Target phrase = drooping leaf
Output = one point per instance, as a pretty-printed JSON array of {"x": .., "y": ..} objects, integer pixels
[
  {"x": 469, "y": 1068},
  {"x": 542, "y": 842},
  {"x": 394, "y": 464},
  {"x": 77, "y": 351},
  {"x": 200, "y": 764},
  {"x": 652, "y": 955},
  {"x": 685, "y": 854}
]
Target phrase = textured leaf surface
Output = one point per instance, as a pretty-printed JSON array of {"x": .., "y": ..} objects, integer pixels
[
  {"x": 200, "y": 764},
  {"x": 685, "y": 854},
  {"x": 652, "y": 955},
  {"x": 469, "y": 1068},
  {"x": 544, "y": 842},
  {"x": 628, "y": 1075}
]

**Required task**
Could you copy all of the entries above line for line, without changing a single character?

**Solution to the problem**
Target phrase = drooping leaf
Output = one point per instance, as a pretty-printed JSON array of {"x": .., "y": ..} objects, integer pixels
[
  {"x": 469, "y": 1068},
  {"x": 542, "y": 842},
  {"x": 394, "y": 464},
  {"x": 77, "y": 351},
  {"x": 200, "y": 764},
  {"x": 652, "y": 955},
  {"x": 685, "y": 854}
]
Target phrase = textured leaf surface
Output = one point per instance, as a pretty-printed JSON array of {"x": .., "y": ..} objects, integer pixels
[
  {"x": 200, "y": 764},
  {"x": 685, "y": 854},
  {"x": 652, "y": 955},
  {"x": 469, "y": 1068},
  {"x": 544, "y": 842},
  {"x": 628, "y": 1075}
]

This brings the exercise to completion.